# Görevler
[1] İstanbul yazısına göre, yazarın çocukluğunda Karagümrük ve Draman sırtlarından Haliç'e inen sokaklar neyle uyanırdı?
[2] İstanbul yazısını son cümlesinden sonra gelecek biçimde sürdürünüz.

# Okuma parçası
15 Mart 2015 00:50

Bir öyküdür İstanbul*

Bir öyküdür İstanbul. Benim İstanbulum bir taş uygarlığının başkentidir. Surlar, dev sarnıçlar, ulu tapınaklar, su kemerleri, kulelerle başlayan; camiler, çeşmeler, hanlar, hamamlar, köprülerle sürüp gitmiş bir uygarlığın başkenti. Emekçinin alın terini akıttığı, emeğin taşla simgeleştiği bir kent.

Paylaş

Adnan ÖZYALÇINER

Bir öyküdür İstanbul. Benim İstanbulum surlardan başlar. Bir yanıyla Edirnekapı’dan Topkapı’ya, tersi yöndense Ayvansaray’a kadar uzayıp gider. Ama asıl Edirnekapı’yla Topkapı arasındaki yıkık duvarların ardındadır görüp yaşadıklarım. Öncelikle sur dibidir. Sur dibi insanlarıdır. Arık atların surun dibindeki çayırlıkta otladığı Sulukule’dir.
Edirnekapı o zamanlar, çardaklı kahveleri, Silivri’ye, Çatalca’ya kalkan otobüsleri, Rami’ye, Eyübe giden faytonlanyra. Bayram yeri gibiydi. Şimdi bamya tarlalarıyla enginar tarlalarını, üzüm bağlarını beton yapılar kuşatmış. Çardaklı kahvelerin, tıknefes otobüslerin, faytonların yerini asfaltla hızlı tramvayların gidip geldiği çelik raylar kapatmış. Bir öyküdür İstanbul. Benim İstanbulum, Karagümrük, Draman sırtlarından Haliç’e inen loş sokaklarla sürer. Bu sokaklar, genellikle işçilerle memurların, bir anlamda dar gelirlilerin oturduğu sokaklardır. Bu sokaklar, çocukluğumda, fabrika düdükleriyle uyanırdı. Çok erkenden. Güneş doğmadan önce. Babalarımız Haliç boyunca sıralanan fabrikalara yollanırdı. Onların yaşadıkları, onların duyguları, düşünceleri, hayalleri, düşleri, belki de anlatamadıklarıydı benim yazdıklarım. O yüzden midir bilmem, Haliç, başlı başına bir öyküdür benim için.

# Veri kesitleri
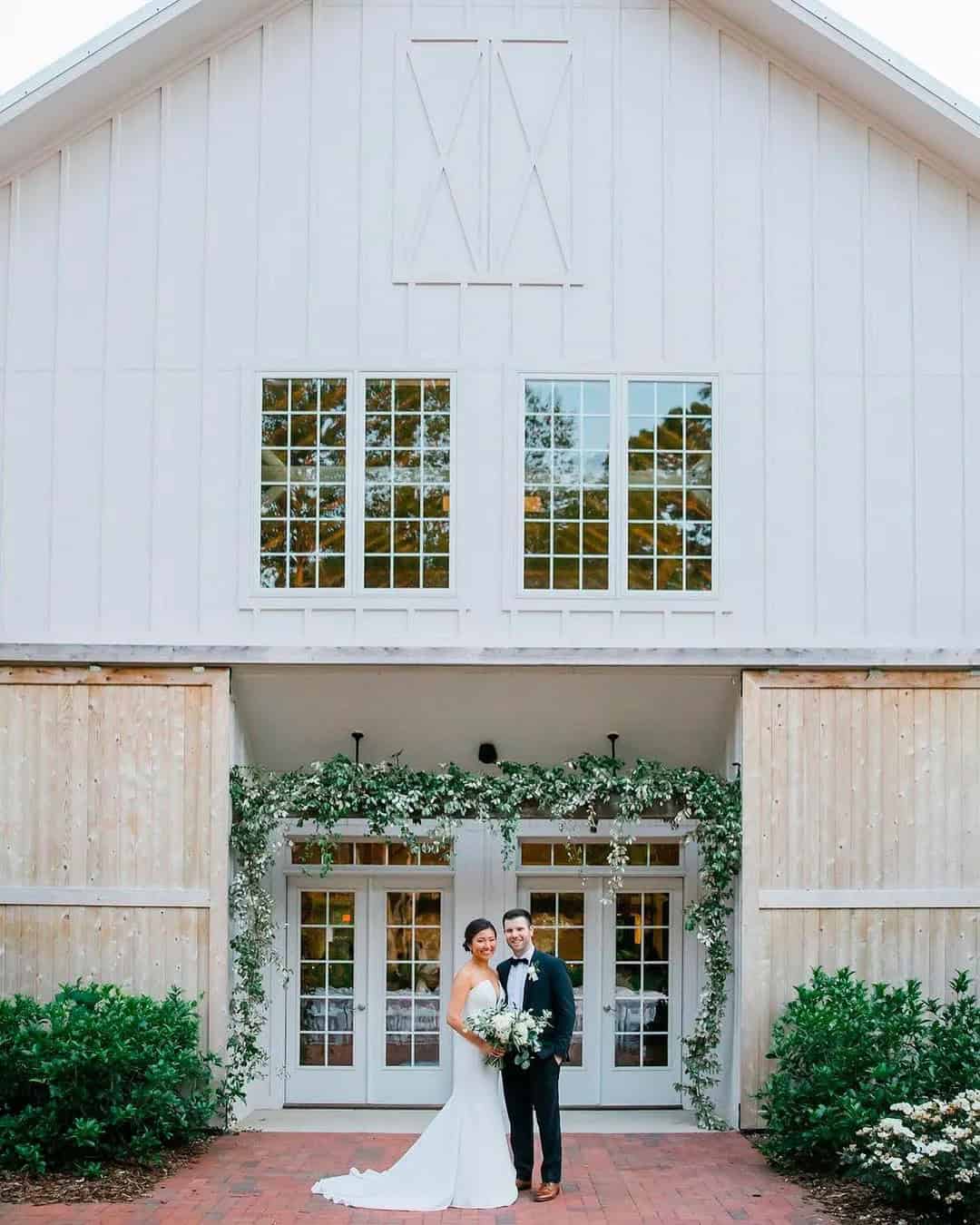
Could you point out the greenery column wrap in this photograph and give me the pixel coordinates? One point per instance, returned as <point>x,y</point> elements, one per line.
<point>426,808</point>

...

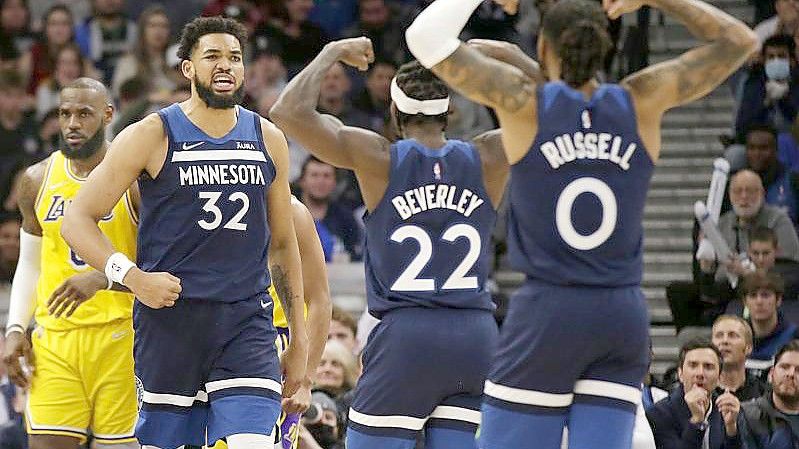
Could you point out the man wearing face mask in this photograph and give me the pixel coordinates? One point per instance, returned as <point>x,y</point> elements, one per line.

# Yanıtlar
[1] Fabrika düdükleriyle.

[2]
Haliç, en güzel, tepeden, Sultan Selim’den, caminin geniş avlusundan izlenirdi. Karşıda Taşkızak, Camialtı tersaneleri parıldardı. Bütün o kıyı, Haliç’in parıltısmı yansıtırdı güneşin batmak üzere olduğu akşam üstlerinde. Cibali, bugün Kadir Has Üniversitesi olan, içinde bir Bizans sarnıcını barındıran eski Tekel Tütün Fabrikası, irili ufaklı teknelerin yapıldığı kalafat yeri, Muammer Karaca’nın oyununa konu olan ünlü karakolu, kereste dükkânlarının sıralandığı Keresteciler Caddesi’yle Haliç’in en kalabalık, en işlek yerlerinden biriydi.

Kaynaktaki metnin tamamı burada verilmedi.